- [What this task involves] Copy the lines below verbatim, from the line containing "Query: blue sky" up to and including the line containing "Mark the region of every instance of the blue".

— START OF Records provided —

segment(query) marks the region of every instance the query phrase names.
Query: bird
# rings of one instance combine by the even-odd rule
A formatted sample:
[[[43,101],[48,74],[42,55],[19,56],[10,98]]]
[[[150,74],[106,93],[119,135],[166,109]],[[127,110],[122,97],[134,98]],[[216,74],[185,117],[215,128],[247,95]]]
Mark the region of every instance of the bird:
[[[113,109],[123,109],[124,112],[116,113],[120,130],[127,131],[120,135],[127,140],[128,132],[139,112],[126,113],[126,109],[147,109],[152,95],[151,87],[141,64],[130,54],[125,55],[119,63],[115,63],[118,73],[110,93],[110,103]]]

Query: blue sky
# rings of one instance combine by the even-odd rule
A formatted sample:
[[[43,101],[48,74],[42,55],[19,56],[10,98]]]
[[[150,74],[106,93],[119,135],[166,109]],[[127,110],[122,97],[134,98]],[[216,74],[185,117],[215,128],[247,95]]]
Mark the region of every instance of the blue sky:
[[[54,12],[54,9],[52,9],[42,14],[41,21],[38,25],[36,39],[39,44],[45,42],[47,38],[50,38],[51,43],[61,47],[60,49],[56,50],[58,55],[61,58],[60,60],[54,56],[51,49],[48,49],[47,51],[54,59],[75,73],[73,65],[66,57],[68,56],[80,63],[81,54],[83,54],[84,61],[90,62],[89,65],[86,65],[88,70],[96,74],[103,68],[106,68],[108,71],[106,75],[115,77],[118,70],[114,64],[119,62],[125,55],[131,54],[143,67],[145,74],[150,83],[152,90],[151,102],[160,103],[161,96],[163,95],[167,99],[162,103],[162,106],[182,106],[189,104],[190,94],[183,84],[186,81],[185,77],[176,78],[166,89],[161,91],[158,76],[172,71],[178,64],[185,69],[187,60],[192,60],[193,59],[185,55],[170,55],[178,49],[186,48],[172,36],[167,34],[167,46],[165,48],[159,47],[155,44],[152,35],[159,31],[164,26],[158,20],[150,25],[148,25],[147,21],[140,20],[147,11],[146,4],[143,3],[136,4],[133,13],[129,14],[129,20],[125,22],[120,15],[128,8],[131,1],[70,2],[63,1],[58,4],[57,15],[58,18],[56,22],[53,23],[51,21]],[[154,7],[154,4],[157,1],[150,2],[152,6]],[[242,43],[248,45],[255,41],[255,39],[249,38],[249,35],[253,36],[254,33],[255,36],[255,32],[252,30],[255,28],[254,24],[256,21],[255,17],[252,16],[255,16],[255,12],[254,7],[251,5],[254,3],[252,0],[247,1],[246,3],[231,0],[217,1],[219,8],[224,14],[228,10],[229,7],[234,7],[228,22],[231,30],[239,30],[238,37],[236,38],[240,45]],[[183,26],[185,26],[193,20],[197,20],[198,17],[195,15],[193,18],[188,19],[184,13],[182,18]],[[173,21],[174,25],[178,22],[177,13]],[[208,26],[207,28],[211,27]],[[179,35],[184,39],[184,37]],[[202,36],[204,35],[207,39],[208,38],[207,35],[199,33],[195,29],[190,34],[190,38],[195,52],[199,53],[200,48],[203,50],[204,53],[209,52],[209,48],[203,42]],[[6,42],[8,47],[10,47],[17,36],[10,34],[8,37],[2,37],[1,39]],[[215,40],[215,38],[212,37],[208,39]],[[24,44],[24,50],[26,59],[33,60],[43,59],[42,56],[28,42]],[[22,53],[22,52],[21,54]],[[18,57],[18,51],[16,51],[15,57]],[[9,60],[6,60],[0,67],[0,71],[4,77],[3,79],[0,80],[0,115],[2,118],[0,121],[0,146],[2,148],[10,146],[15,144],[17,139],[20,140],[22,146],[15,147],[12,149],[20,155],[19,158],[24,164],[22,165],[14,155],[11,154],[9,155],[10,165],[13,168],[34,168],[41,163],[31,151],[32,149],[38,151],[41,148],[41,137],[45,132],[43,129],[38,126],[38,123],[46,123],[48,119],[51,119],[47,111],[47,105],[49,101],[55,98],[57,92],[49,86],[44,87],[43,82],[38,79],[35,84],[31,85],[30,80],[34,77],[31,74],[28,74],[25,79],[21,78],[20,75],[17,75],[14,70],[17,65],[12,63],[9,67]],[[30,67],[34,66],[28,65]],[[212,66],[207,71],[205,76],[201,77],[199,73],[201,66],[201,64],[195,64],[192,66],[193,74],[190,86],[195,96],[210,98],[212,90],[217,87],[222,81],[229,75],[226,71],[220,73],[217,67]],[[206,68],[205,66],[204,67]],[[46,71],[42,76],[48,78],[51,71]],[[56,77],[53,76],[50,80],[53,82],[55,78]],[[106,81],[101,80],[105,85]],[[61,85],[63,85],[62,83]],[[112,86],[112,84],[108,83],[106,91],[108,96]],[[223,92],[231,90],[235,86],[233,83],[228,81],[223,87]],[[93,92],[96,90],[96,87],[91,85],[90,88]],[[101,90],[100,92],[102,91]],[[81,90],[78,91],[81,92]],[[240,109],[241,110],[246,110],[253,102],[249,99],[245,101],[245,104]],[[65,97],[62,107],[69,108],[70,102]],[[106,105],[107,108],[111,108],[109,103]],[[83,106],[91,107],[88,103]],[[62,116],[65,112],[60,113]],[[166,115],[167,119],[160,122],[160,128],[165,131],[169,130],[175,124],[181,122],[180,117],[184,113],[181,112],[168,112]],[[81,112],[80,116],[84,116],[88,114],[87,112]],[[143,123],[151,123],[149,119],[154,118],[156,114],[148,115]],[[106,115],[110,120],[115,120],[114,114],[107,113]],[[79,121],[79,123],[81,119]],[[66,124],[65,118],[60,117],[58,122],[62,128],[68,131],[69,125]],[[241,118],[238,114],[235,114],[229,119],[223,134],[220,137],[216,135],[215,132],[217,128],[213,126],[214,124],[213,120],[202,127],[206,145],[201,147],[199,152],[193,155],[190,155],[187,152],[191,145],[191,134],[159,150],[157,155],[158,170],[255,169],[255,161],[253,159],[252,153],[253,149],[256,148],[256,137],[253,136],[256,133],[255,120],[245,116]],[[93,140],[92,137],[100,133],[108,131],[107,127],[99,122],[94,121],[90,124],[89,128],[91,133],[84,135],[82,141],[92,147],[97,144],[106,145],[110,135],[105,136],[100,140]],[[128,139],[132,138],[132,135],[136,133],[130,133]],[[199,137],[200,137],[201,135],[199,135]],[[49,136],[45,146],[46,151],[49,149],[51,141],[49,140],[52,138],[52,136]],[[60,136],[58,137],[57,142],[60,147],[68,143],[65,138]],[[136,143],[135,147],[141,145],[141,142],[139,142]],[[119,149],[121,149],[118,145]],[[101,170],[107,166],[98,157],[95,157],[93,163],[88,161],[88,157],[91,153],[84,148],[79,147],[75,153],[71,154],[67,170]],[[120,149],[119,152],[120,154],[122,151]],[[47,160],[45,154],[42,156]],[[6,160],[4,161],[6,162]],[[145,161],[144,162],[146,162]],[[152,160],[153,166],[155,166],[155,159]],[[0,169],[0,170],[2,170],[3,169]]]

— END OF Records provided —

- [Exercise response]
Query: blue sky
# rings of one instance combine by the even-odd rule
A formatted sample:
[[[43,101],[48,74],[42,55],[19,56],[10,98]]]
[[[150,74],[106,93],[119,135],[166,109]],[[127,110],[122,97],[134,98]],[[216,74],[185,117],[215,128],[247,95]]]
Mark the region of every instance of the blue sky:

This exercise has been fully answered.